# Start of The records
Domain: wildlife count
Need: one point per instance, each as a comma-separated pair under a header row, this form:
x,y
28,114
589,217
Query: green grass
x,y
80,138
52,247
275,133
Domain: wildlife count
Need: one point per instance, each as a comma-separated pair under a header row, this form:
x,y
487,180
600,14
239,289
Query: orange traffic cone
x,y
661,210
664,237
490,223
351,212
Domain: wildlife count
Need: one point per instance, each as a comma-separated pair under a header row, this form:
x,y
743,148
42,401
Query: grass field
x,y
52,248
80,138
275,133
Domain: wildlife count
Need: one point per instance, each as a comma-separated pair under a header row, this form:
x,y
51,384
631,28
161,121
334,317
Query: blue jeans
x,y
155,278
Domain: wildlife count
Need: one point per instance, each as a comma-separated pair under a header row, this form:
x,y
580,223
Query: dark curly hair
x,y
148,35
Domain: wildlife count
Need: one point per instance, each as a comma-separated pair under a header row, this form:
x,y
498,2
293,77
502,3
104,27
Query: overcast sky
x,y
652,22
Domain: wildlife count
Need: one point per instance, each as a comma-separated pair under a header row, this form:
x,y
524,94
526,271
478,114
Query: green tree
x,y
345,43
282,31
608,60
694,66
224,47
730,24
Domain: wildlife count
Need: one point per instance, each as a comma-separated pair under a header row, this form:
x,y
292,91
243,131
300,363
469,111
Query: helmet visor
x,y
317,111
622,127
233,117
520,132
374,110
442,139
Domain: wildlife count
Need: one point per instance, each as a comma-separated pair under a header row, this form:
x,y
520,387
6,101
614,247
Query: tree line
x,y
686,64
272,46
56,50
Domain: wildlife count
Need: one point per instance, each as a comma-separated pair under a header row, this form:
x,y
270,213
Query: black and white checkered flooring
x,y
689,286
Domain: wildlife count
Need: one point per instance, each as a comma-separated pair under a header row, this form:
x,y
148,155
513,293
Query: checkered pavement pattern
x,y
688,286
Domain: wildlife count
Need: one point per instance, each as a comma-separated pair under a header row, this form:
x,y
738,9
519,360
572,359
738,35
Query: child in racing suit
# End of The records
*What the task asks*.
Pick out every line in the items above that contains the word "grass", and copy each one in full.

*The solution*.
Query: green grass
Query: grass field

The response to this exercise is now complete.